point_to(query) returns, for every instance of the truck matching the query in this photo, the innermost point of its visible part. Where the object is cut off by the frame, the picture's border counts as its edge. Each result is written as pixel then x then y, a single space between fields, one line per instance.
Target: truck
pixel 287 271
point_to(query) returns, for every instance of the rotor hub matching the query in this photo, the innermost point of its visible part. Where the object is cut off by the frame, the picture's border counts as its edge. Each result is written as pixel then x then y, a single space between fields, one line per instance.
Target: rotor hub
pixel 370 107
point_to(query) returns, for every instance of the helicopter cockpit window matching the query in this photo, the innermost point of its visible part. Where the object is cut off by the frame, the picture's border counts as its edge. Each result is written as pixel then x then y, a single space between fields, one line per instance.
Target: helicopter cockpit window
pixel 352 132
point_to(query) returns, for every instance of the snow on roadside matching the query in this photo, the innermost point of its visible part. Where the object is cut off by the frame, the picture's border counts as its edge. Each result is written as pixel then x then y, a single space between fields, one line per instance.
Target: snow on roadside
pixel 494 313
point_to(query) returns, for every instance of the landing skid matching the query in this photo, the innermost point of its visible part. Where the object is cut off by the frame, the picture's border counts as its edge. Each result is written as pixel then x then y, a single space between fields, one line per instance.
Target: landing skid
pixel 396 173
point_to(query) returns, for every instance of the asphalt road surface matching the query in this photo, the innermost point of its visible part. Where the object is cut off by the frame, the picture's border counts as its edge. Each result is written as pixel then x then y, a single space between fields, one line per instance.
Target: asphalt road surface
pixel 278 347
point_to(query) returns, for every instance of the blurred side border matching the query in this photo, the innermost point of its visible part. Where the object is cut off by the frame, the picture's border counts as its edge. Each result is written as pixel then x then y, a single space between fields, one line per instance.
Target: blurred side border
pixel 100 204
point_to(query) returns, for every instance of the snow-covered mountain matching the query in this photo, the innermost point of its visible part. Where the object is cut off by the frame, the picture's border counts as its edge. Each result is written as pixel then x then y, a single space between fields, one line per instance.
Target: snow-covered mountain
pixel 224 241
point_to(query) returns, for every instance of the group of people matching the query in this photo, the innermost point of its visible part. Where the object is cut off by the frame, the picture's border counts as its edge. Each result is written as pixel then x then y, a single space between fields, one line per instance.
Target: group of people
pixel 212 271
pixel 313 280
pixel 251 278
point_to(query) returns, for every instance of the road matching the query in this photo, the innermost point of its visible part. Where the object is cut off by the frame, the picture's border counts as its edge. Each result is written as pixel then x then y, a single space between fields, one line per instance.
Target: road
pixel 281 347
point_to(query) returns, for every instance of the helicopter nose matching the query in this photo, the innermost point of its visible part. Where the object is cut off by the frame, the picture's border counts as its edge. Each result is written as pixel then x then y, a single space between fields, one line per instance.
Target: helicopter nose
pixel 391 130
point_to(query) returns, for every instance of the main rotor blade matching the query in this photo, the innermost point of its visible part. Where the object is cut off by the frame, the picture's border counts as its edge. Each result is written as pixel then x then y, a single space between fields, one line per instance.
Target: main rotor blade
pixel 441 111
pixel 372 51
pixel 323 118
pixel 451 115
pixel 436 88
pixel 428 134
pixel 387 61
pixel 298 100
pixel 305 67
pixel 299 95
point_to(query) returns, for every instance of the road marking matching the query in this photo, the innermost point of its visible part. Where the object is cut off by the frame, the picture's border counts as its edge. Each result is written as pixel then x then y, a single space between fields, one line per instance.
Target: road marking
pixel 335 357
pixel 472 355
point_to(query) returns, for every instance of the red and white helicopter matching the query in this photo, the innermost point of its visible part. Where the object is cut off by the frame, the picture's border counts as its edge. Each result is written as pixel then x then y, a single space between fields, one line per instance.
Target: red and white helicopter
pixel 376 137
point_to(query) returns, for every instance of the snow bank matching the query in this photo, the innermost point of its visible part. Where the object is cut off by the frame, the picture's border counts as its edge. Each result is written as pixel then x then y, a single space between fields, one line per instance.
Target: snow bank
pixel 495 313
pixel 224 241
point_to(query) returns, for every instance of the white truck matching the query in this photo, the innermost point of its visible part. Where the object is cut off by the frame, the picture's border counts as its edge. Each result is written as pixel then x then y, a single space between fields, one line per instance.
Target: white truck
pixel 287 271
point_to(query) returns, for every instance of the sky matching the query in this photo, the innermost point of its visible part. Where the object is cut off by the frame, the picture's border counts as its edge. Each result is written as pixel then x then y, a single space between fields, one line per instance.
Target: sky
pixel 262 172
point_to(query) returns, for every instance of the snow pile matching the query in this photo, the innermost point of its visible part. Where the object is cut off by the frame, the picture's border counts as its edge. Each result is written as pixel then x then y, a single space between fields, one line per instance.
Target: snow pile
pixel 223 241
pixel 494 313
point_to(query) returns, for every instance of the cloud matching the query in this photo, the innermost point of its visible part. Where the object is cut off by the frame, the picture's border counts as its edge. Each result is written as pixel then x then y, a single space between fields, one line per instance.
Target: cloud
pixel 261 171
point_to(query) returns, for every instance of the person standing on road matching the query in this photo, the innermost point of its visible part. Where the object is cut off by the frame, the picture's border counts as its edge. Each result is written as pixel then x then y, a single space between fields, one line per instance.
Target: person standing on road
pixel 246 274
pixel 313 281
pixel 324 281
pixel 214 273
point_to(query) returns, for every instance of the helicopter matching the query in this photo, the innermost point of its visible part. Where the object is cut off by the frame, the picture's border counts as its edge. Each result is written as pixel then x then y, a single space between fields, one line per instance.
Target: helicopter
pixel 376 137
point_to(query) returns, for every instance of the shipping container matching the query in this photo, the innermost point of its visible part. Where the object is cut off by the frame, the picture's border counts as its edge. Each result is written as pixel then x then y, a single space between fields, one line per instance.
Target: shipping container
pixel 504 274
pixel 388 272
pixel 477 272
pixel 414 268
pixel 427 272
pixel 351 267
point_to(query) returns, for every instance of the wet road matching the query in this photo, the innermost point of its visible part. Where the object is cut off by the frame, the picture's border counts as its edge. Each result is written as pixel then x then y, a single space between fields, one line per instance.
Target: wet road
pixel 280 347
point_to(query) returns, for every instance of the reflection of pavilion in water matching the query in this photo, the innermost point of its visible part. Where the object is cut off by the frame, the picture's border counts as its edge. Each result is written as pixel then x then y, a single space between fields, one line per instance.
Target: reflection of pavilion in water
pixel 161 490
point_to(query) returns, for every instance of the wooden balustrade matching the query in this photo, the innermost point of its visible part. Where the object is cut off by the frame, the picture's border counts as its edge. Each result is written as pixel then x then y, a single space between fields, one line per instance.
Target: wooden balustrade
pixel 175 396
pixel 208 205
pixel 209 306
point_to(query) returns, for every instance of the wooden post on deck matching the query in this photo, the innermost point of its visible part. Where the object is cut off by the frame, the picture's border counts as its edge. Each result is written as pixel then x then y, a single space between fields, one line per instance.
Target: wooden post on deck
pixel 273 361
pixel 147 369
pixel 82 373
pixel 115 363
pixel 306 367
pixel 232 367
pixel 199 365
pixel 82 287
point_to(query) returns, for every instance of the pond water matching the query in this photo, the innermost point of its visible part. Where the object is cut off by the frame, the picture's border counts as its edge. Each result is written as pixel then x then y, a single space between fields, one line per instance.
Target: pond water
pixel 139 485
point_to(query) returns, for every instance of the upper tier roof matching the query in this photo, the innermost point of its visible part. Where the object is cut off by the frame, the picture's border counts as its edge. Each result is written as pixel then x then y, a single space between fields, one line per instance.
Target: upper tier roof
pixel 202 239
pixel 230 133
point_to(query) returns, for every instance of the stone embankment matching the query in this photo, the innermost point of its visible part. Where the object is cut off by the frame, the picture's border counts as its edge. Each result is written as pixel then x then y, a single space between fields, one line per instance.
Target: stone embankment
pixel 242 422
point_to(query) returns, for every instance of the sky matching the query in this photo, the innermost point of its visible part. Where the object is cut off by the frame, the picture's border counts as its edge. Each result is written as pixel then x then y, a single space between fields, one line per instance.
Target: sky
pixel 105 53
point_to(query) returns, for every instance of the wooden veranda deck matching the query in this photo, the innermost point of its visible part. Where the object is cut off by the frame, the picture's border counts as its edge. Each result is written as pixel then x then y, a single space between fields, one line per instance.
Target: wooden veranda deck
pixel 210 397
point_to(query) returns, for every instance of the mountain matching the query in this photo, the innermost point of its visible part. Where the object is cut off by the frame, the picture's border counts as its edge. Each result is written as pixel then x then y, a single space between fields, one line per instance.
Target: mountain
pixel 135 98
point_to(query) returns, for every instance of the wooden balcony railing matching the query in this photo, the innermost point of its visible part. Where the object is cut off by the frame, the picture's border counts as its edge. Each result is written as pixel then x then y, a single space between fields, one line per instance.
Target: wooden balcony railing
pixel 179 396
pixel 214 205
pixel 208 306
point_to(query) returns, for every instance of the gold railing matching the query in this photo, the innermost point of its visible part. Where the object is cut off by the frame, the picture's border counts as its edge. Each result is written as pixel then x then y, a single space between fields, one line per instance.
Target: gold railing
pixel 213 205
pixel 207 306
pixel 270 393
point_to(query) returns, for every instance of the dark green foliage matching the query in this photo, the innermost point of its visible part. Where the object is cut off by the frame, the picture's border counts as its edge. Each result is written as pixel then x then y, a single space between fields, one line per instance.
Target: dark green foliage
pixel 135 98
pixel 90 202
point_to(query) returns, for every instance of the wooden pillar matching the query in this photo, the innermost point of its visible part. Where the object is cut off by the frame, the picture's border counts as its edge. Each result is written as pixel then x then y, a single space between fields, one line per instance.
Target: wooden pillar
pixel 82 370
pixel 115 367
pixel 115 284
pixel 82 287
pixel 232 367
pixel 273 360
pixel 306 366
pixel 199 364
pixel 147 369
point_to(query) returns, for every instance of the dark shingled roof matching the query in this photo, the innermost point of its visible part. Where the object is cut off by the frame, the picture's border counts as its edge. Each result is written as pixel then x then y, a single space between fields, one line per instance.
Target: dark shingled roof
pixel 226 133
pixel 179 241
━━━━━━━━━━━━━━━━
Everything starting at the line containing "Target: reflection of pavilion in water" and ending at the line containing "the wooden balustrade" in the records above should be repeated exactly, and only that.

:: Reply to the exercise ::
Target: reflection of pavilion in water
pixel 161 490
point_to(query) returns, for every instance of the wooden balustrade matching the query in this photo, the innermost point of its visible part. Where the object is cut off by the frame, the picture's border counts as its edge. Each result is written as pixel then x then y, a single space between fields, one line per instance.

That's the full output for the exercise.